* _Instructions to follow_:
Reproduce, word for word, every line starting at the line that contains "Task: Find the hundred" and ending with the final line of the entries.

* _Supplied information_:
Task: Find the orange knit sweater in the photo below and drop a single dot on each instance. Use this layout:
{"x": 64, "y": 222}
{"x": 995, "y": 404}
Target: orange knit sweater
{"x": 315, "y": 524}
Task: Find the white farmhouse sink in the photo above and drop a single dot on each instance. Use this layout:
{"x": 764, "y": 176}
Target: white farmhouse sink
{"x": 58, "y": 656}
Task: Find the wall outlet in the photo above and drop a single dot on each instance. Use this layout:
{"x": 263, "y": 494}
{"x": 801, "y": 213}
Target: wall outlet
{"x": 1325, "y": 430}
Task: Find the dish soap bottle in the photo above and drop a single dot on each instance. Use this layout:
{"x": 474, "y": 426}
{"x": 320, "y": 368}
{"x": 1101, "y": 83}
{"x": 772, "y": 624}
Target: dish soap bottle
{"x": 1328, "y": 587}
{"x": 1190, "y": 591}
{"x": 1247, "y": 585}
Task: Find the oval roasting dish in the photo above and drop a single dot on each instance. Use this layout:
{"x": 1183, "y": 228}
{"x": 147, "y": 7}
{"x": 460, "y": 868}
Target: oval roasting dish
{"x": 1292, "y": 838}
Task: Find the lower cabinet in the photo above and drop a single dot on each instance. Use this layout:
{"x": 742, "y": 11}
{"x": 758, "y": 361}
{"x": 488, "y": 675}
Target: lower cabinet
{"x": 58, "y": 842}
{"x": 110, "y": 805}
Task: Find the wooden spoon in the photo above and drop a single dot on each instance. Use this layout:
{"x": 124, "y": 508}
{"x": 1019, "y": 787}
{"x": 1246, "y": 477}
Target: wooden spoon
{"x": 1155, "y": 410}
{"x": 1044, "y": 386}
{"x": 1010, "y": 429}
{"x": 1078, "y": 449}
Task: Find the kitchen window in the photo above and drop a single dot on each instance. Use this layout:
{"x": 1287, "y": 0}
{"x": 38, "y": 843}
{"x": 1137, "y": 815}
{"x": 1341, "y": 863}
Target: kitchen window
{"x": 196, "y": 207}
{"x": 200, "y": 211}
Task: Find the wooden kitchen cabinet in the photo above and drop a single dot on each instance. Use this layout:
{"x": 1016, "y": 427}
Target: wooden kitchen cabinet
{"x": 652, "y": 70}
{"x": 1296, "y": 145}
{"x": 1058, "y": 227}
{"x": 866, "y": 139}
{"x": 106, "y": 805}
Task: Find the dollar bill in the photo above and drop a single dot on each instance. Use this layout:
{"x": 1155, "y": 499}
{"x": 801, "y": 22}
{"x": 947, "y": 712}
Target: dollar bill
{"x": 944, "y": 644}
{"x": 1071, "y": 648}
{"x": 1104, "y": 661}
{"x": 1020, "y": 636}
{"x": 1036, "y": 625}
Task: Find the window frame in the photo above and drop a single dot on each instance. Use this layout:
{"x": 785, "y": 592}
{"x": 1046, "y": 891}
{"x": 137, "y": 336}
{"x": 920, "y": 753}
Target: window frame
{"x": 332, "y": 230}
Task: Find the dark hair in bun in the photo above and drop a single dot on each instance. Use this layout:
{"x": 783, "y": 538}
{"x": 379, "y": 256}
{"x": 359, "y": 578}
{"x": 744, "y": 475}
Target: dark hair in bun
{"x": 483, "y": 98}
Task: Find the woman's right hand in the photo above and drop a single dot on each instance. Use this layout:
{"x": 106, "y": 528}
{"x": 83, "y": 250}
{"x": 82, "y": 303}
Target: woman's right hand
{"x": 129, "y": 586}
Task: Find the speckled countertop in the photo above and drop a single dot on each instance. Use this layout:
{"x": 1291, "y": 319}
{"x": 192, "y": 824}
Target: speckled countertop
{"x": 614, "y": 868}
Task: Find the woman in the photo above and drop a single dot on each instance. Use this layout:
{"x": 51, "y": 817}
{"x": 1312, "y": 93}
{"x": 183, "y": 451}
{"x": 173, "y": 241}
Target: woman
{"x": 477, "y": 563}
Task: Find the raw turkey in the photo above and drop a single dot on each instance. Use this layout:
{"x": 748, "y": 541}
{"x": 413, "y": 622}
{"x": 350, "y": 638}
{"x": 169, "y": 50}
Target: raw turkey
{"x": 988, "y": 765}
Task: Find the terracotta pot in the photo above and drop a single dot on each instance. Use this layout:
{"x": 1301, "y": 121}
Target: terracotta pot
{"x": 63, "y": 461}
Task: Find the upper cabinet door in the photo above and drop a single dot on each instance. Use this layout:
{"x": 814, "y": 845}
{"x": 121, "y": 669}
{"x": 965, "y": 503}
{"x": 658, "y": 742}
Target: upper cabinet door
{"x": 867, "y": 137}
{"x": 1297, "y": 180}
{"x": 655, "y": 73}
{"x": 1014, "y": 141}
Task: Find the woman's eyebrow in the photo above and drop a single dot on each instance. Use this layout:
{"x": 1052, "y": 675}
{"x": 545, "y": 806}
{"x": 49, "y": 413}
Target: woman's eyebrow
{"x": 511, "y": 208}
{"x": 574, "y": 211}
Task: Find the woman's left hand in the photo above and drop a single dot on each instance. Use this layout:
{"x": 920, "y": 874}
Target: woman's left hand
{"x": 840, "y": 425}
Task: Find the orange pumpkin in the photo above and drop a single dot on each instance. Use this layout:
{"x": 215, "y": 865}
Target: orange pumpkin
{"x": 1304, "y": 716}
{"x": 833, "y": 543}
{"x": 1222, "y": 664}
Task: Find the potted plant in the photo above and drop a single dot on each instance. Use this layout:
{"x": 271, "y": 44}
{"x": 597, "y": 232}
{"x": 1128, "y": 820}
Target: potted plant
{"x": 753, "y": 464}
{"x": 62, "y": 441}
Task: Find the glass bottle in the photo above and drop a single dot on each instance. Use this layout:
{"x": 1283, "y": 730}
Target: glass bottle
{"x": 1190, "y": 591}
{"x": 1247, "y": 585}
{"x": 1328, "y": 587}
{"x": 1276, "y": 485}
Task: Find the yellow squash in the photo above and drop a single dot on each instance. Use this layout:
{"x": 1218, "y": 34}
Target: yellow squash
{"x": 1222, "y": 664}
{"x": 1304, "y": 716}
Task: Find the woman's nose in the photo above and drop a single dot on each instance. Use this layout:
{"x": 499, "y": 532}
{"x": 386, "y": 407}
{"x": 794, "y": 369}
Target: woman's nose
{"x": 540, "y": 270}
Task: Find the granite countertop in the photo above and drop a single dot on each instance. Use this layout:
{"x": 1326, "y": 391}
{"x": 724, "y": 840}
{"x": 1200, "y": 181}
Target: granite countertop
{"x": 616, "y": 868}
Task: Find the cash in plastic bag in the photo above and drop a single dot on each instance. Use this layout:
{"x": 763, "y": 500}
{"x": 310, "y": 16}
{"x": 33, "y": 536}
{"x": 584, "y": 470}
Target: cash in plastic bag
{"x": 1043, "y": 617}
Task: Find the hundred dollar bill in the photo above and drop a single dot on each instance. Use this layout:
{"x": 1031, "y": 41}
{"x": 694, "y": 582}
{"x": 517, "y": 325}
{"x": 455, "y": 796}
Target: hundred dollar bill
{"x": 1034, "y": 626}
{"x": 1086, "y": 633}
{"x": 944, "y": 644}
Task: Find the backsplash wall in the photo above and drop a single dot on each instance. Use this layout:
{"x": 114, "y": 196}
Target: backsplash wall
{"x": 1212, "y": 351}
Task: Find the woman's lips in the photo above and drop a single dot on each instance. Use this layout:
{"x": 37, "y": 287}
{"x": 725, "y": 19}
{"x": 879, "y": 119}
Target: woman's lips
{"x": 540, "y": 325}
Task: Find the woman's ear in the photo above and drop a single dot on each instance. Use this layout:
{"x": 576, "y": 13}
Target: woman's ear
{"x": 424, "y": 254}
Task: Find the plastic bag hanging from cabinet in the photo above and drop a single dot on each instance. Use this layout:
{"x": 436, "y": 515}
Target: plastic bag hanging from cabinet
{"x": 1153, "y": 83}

* _Task output_:
Task: Find the hundred dollar bill in the photo above and drop a single dot on each instance. Use this layout:
{"x": 1031, "y": 41}
{"x": 694, "y": 582}
{"x": 517, "y": 325}
{"x": 455, "y": 796}
Target: hundred dollar bill
{"x": 1034, "y": 626}
{"x": 1086, "y": 633}
{"x": 944, "y": 644}
Task: Find the backsplash wall in the photo above and drop a single dot on each instance. Use this layout:
{"x": 114, "y": 196}
Target: backsplash wall
{"x": 1212, "y": 351}
Task: Find the woman's lips in the photo above and drop a single dot on each instance. Use this layout:
{"x": 37, "y": 287}
{"x": 725, "y": 19}
{"x": 879, "y": 119}
Target: woman's lips
{"x": 540, "y": 325}
Task: Find the woman's ear in the photo above and drop a single dot on each instance. Use this layout:
{"x": 576, "y": 13}
Target: woman's ear
{"x": 424, "y": 254}
Task: Find the plastic bag hanging from cabinet in the photo above and drop a single dot on each instance. Use this layout:
{"x": 436, "y": 515}
Target: plastic bag hanging from cabinet
{"x": 1153, "y": 83}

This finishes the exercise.